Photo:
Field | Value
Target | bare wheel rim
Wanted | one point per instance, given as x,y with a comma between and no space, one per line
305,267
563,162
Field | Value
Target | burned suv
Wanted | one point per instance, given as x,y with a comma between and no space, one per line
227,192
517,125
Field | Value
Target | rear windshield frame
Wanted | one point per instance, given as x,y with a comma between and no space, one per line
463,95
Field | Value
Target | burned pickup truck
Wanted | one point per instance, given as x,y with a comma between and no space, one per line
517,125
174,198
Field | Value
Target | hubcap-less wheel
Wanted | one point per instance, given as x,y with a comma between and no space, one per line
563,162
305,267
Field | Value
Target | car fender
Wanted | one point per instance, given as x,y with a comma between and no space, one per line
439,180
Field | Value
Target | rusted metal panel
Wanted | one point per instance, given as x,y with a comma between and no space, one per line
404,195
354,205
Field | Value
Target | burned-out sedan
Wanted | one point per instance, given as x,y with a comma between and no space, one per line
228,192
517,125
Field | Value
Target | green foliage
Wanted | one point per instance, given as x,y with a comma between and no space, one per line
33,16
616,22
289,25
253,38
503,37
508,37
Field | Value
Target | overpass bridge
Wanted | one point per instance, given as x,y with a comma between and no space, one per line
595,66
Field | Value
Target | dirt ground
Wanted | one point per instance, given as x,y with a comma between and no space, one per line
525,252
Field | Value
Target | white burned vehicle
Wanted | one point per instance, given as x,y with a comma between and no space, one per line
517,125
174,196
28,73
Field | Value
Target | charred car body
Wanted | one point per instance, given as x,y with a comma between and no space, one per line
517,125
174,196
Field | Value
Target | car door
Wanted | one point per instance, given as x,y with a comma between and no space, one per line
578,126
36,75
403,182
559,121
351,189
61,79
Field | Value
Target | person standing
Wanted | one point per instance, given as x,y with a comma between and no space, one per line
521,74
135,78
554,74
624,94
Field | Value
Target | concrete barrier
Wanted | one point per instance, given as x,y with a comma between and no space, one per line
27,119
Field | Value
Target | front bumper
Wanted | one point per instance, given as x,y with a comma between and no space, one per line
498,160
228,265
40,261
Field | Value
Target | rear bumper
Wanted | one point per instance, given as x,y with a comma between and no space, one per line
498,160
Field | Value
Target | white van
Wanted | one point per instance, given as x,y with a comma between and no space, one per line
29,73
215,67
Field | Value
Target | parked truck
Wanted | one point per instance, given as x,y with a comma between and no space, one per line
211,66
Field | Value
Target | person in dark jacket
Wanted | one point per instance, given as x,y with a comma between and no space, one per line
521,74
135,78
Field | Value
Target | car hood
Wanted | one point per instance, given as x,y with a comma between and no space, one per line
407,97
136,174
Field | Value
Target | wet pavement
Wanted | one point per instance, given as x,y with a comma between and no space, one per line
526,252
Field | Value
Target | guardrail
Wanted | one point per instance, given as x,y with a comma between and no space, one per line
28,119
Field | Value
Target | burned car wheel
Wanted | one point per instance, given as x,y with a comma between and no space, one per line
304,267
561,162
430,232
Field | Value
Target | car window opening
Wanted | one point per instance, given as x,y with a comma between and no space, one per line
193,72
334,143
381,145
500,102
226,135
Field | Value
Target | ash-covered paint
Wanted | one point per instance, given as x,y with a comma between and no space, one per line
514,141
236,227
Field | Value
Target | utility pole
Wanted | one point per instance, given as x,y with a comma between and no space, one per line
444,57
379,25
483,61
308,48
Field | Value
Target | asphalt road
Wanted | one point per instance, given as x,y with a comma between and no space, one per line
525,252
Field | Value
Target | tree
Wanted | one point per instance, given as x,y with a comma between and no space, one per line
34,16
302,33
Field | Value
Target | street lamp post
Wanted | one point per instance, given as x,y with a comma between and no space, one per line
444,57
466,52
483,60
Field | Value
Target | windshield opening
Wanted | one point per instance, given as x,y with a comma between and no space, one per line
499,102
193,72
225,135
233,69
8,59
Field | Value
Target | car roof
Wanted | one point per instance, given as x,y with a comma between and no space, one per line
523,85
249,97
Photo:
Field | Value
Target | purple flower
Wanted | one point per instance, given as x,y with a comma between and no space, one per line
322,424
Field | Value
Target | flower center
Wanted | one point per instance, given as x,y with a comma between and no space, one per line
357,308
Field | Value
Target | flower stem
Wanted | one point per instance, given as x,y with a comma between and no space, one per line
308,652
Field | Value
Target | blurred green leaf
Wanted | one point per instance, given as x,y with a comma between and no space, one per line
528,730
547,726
----
** How to complete this task **
The records above are to be output in full and without error.

** Task result **
Photo:
Field | Value
Target | bare wheel rim
Wanted | one point per instance, given as x,y with a comma between and no space, one per line
305,267
563,162
Field | Value
Target | burned suv
Wanted | one point per instance, given as x,y with a comma between and no space, one per line
227,192
517,125
Field | Value
Target | rear windshield frame
Wanted | one point per instance, given as x,y with a comma between and no space, one per line
463,95
Field | Value
Target | burned pickup truck
Wanted | one point per instance, given as x,y with a comma between and no space, one per line
517,125
174,198
Field | Value
Target | hubcap-less wheel
Wanted | one point per instance, given as x,y with a comma between and no space, one per line
563,162
305,267
Field | Value
Target | car fender
Wanted | one point per instance, given as x,y with a comma between and no space, one per line
439,180
Field | Value
Target | rusted metal panel
Wanted | one point per instance, given as x,y with a comma between and no space, one per line
404,195
354,205
Field | Value
Target | burned-out sedan
Wanted | one point per instance, given as x,y with a comma between and no space, one per line
228,192
517,125
Field | Value
Target | green foliage
Wanted | one point per instance, given as x,y with a comma between and no space, one per line
33,16
616,22
289,25
253,38
503,37
508,37
Field | Value
Target | overpass bridge
Wanted | one point per instance, given as x,y with a comma between and no space, one per line
595,66
Field | Value
Target | dirt ground
Wanted | one point per instance, given as x,y with a comma between and no space, one per line
525,252
Field | Value
Target | white burned vehicle
Wanted | one point per instance, given as x,y with a comma between and no space, one per line
517,125
174,196
28,73
Field | Value
Target | charred car body
Wanted | one point per instance, given as x,y with a comma between and no space, one per line
517,125
174,196
Field | Value
Target | car door
Wanted | one point per instance, given as x,y with a comma between and no space, one per line
578,126
36,75
403,182
559,121
351,189
61,79
Field | Value
Target | person standing
Wanted | one point per instance, given as x,y with a comma between and no space, one per line
521,74
135,78
554,74
624,94
Field | Value
Target | concrete barrier
Wanted | one point per instance, given as x,y with a comma between and no space, one per line
27,119
Field | Value
Target | front bumper
Wanted | one point per instance, given as x,y with a comma between and no space, one per line
498,160
228,265
40,261
Field | Value
Target | rear bumper
Wanted | one point per instance, given as x,y with a comma between and no space, one per line
498,160
Field | Value
Target | white van
Wanted | one point per instance, given as x,y with a comma between and no space, one per line
29,73
215,67
Field | Value
Target | parked truck
Wanted | one point per instance, given as x,y with a comma between and no space, one per line
211,66
Field | Value
Target | person in dark jacket
Wanted | one point per instance, given as x,y with a comma between and no space, one per line
521,74
135,78
Field | Value
Target | car hood
Wanted | one point per instance, given as x,y with a comma between and no space, one per line
407,97
136,174
Field | Value
Target | wet pavement
Wanted | one point per instance, given as x,y with a comma between and no space, one per line
526,252
Field | Value
Target | guardrail
Wanted | one point per instance, given as x,y with a comma between and no space, one per line
28,119
Field | Value
Target | burned car wheel
Wanted | one point per instance, given as x,y with a comma between and no space, one per line
304,267
561,162
430,232
Field | Value
Target | car window opening
Wanted | one point per instance, given as x,y with a comma between and no space, one per line
193,72
334,143
381,145
500,102
226,135
Field | Value
Target | ash-covered paint
Wanted | one point per instance, given as x,y with a comma between and no space, one per line
514,141
236,227
Field | Value
Target | utility pole
Wanted | one point per instance, given as x,y with a comma between and no space, one per line
444,57
379,25
483,61
308,48
Field | Value
Target | asphalt road
Wanted | one point per instance, given as x,y with a comma between and no space, one per line
525,252
Field | Value
Target | tree
Wanted | one point per instance, given as x,y with a comma between and no space, one per line
34,16
302,33
Field | Value
Target | street lamp post
Wanted | one point per instance, given as x,y with a comma between and no space, one per line
444,57
466,52
483,60
Field | Value
Target | windshield opening
Wanted | one point per instance, given as x,y with a comma between and no space, one per line
499,102
193,72
225,135
233,69
8,59
Field | Value
Target | car roof
Wanted | one point per instance, given as x,y with a comma between and no space, one per line
523,85
249,97
Photo:
Field | Value
Target | purple flower
Wanted | one point per instance, given as x,y with a comma between and no space, one per line
322,424
Field | Value
Target | flower center
Wanted | one point per instance, given as x,y with a comma between and no space, one per line
357,308
Field | Value
Target | flower stem
Wanted | one point per instance, given as x,y with a comma between and no space, one per line
308,652
Field | Value
Target | blurred green leaf
Wanted | one point per instance, given as x,y with a comma between and no space, one per line
528,730
547,726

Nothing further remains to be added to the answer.